Data rows:
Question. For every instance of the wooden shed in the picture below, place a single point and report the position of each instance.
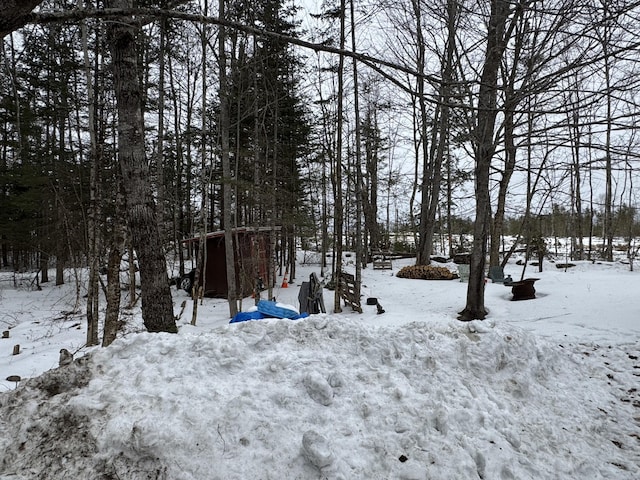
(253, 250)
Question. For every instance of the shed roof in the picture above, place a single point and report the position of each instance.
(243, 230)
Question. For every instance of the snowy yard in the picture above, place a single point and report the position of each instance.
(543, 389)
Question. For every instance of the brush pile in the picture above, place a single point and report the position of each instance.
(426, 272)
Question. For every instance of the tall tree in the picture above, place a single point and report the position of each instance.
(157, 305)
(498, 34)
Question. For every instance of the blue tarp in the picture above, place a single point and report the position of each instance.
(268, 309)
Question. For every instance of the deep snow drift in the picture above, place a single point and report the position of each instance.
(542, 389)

--

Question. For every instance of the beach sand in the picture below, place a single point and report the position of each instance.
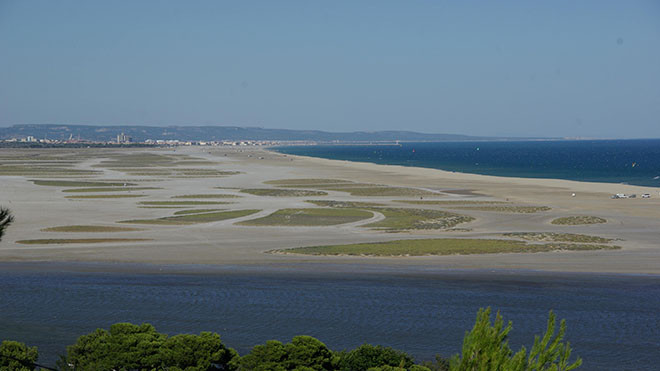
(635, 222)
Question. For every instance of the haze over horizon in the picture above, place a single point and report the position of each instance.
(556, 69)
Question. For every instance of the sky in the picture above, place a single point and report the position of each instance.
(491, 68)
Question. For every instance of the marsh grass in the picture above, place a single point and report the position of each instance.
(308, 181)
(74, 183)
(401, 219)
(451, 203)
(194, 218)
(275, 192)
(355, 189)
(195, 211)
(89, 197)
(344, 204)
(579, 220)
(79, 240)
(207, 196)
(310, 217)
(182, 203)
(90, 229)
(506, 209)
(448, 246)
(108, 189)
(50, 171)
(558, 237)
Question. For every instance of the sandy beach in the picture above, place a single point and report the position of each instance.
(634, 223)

...

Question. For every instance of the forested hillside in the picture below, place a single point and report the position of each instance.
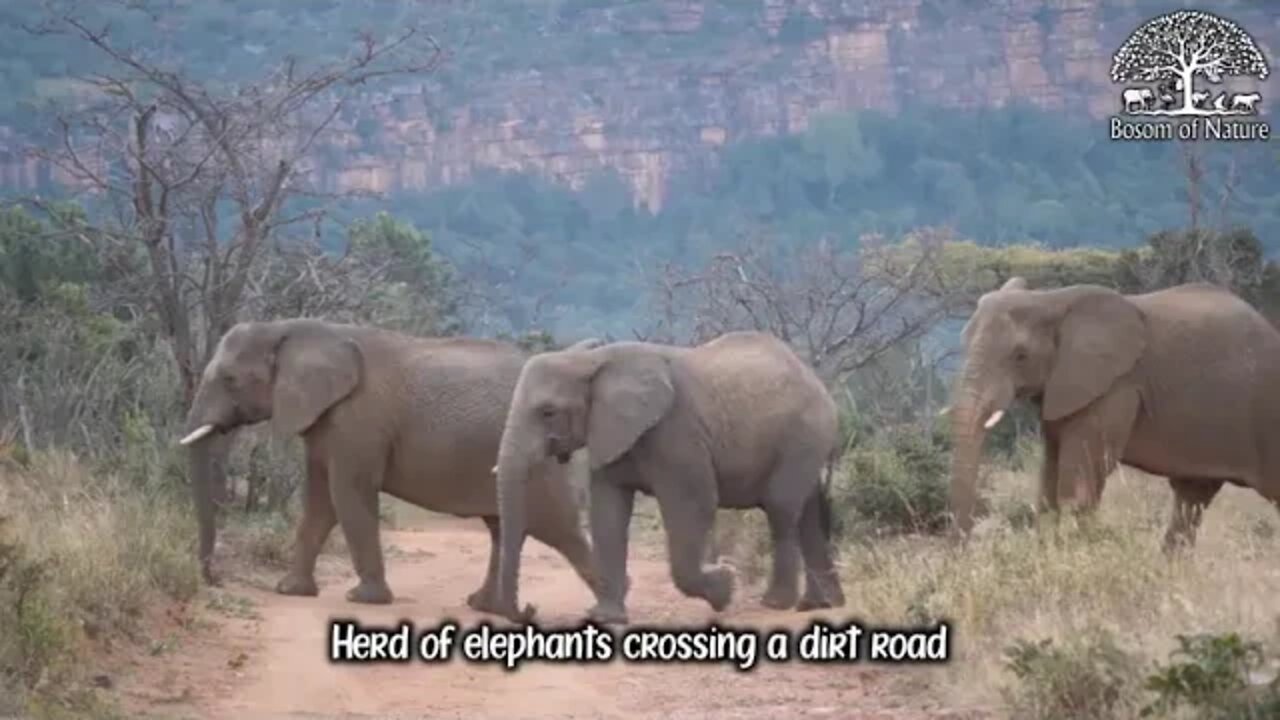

Task objective: How many lines of the listing above contain the string "beach"? Reply with the number only.

Reply: 2